* _YOUR INSTRUCTIONS_
Only the lines below, from the one with "negative clicks: (460, 495)" through the one with "679V669L457 674L451 744L455", are to be written out, exactly.

----------------

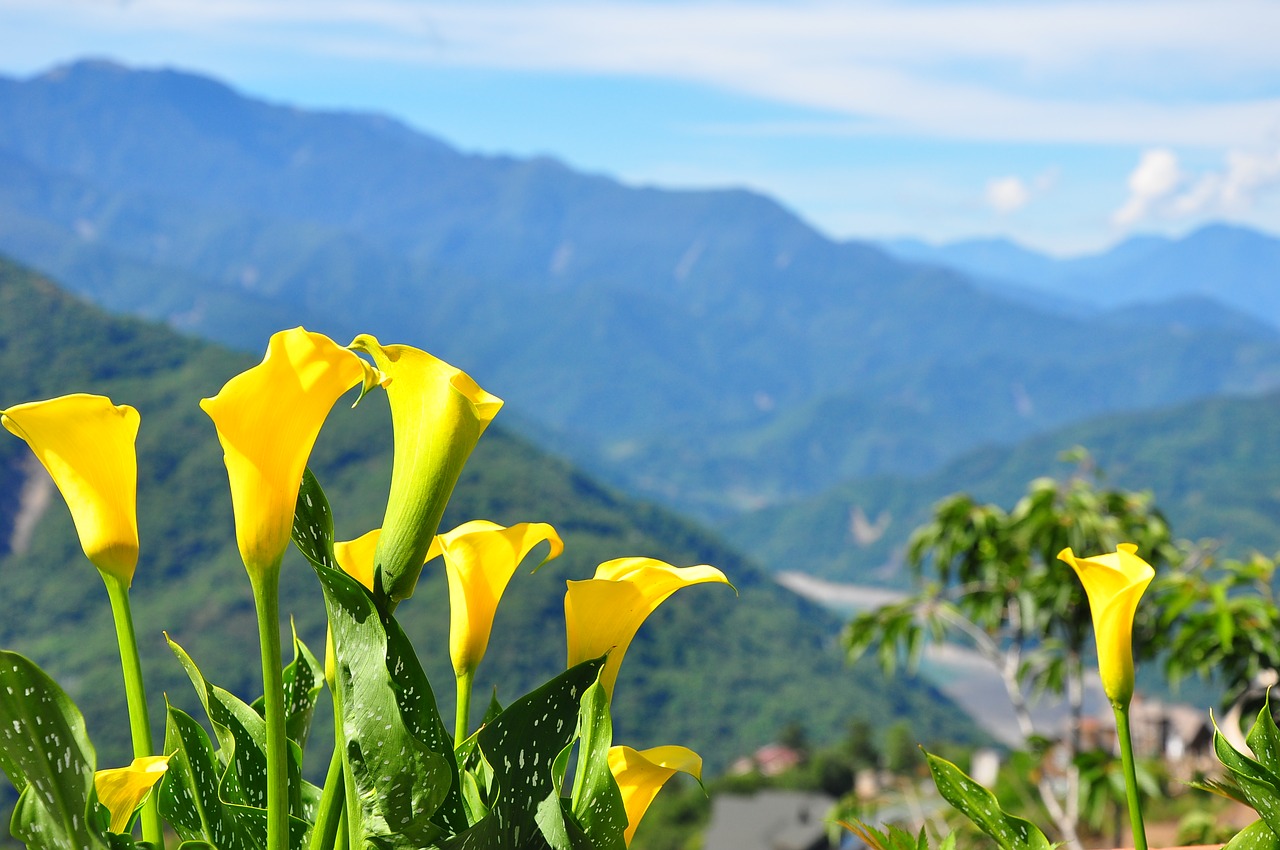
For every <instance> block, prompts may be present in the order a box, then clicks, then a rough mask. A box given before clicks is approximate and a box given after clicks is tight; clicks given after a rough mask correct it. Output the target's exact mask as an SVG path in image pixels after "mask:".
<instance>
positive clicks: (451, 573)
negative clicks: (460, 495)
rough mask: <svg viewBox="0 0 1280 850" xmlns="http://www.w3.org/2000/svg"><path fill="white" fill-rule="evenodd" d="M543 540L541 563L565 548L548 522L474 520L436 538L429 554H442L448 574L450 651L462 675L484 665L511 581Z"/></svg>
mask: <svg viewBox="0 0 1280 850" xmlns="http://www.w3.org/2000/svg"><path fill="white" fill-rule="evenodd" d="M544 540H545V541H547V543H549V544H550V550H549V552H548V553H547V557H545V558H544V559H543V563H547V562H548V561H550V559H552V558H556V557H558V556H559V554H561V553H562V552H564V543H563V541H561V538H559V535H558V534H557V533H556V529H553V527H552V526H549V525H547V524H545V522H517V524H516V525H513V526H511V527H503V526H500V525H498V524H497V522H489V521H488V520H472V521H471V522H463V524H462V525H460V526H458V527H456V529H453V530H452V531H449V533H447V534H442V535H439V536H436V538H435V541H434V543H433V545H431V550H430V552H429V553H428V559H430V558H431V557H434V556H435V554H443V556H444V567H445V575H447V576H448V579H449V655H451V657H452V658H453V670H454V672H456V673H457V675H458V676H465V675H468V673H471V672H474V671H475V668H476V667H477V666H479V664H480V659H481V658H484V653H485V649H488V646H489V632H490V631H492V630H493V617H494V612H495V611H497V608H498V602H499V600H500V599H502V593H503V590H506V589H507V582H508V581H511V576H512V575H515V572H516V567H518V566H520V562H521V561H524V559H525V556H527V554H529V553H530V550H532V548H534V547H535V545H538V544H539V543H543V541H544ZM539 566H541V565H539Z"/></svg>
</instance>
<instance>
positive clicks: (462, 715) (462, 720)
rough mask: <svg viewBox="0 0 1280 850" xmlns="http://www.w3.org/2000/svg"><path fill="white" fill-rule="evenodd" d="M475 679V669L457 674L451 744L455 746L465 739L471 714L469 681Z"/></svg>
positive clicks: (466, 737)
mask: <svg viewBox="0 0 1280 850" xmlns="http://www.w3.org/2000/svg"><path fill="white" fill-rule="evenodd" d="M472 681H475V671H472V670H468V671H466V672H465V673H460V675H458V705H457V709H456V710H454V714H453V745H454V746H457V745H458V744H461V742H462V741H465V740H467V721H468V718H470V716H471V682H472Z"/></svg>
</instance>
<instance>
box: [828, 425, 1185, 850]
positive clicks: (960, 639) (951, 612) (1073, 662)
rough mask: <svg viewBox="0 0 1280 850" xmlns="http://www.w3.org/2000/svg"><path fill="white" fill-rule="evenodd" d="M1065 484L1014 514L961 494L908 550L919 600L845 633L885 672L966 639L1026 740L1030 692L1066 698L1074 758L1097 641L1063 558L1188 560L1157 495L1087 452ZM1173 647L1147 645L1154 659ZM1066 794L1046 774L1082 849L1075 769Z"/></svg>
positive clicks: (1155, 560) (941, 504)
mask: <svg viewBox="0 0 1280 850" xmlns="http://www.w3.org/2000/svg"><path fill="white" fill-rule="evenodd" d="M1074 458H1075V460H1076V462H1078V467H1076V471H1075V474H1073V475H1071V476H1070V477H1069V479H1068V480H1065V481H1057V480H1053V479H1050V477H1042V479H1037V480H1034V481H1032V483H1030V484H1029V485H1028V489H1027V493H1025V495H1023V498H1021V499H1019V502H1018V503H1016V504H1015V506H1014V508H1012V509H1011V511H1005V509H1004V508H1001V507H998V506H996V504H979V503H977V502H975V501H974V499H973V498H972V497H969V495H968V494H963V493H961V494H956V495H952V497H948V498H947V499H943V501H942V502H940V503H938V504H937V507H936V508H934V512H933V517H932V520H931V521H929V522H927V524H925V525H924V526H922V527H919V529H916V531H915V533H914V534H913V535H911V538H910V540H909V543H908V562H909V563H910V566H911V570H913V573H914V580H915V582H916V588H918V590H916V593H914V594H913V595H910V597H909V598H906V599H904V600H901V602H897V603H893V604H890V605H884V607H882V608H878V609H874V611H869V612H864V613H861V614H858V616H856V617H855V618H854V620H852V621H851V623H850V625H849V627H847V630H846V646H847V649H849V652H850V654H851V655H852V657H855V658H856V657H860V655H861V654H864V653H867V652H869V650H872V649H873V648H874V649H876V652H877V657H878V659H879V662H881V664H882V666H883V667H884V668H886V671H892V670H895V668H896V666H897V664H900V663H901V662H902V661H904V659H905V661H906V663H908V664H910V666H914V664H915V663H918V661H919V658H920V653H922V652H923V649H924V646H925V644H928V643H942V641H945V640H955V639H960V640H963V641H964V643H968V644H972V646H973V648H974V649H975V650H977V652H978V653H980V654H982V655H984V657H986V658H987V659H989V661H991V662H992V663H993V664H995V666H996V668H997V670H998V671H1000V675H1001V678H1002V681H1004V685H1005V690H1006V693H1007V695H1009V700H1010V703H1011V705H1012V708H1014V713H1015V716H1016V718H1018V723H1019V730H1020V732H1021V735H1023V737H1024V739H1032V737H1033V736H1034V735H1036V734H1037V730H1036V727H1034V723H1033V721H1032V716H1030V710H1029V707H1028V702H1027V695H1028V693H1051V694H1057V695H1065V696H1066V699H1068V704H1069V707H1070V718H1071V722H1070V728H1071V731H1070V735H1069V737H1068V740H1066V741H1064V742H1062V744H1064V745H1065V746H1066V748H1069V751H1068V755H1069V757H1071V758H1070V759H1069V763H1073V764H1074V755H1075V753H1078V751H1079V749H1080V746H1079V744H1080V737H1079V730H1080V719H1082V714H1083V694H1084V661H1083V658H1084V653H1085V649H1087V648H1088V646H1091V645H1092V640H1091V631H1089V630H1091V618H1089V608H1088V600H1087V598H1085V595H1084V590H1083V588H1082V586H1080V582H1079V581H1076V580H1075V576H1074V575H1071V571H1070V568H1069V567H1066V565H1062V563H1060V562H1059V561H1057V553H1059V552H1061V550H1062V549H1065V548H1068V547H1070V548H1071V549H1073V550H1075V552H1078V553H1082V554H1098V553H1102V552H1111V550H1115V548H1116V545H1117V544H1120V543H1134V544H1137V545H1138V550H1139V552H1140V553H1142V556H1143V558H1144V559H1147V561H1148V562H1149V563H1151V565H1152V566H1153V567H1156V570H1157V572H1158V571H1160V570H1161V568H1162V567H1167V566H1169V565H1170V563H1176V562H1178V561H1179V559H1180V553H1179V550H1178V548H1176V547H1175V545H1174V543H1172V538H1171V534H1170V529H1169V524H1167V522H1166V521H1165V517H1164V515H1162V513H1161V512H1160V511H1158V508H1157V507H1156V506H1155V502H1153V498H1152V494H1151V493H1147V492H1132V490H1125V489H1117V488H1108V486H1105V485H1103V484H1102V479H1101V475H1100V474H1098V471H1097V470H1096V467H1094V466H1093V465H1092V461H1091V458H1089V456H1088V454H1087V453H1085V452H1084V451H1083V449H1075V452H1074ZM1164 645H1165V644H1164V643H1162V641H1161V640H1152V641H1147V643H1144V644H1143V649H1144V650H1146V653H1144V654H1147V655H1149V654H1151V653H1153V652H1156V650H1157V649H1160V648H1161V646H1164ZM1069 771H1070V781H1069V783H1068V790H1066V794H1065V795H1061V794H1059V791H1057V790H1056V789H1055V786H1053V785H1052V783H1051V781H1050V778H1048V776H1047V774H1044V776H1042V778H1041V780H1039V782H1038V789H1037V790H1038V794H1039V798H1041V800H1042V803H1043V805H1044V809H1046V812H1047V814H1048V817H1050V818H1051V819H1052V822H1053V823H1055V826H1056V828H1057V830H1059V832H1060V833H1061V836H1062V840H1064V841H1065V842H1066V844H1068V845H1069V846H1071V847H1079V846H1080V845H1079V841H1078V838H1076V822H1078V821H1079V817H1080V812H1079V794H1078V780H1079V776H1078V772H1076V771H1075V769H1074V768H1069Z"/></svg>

----------------

* _RESULT FOR THIS EXERCISE_
negative clicks: (460, 495)
rough mask: <svg viewBox="0 0 1280 850" xmlns="http://www.w3.org/2000/svg"><path fill="white" fill-rule="evenodd" d="M543 540L541 563L565 548L548 522L474 520L436 538L429 554H442L448 574L450 651L462 675L484 665L511 581Z"/></svg>
mask: <svg viewBox="0 0 1280 850" xmlns="http://www.w3.org/2000/svg"><path fill="white" fill-rule="evenodd" d="M544 540H545V541H547V543H549V544H550V550H549V552H548V553H547V557H545V558H544V559H543V563H547V562H548V561H550V559H552V558H556V557H558V556H559V554H561V553H562V552H564V543H563V541H561V538H559V535H558V534H557V533H556V529H553V527H552V526H549V525H547V524H545V522H517V524H516V525H513V526H511V527H503V526H500V525H498V524H497V522H489V521H488V520H472V521H471V522H463V524H462V525H460V526H458V527H456V529H453V530H452V531H449V533H447V534H442V535H439V536H436V538H435V541H434V543H433V545H431V550H430V552H429V553H428V559H430V558H431V557H434V556H435V554H443V556H444V567H445V575H447V576H448V579H449V655H451V657H452V658H453V670H454V672H456V673H457V675H458V676H465V675H468V673H471V672H474V671H475V668H476V667H477V666H479V664H480V659H481V658H484V653H485V649H488V646H489V632H490V631H492V630H493V617H494V612H495V611H497V608H498V602H499V600H500V599H502V593H503V590H506V589H507V582H508V581H511V576H512V575H515V572H516V567H518V566H520V562H521V561H524V559H525V556H527V554H529V553H530V550H532V548H534V547H535V545H538V544H539V543H543V541H544ZM539 566H541V565H539Z"/></svg>
</instance>
<instance>
positive clicks: (462, 715) (462, 720)
rough mask: <svg viewBox="0 0 1280 850" xmlns="http://www.w3.org/2000/svg"><path fill="white" fill-rule="evenodd" d="M475 679V669L457 674L451 744L455 746L465 739L471 714L469 681Z"/></svg>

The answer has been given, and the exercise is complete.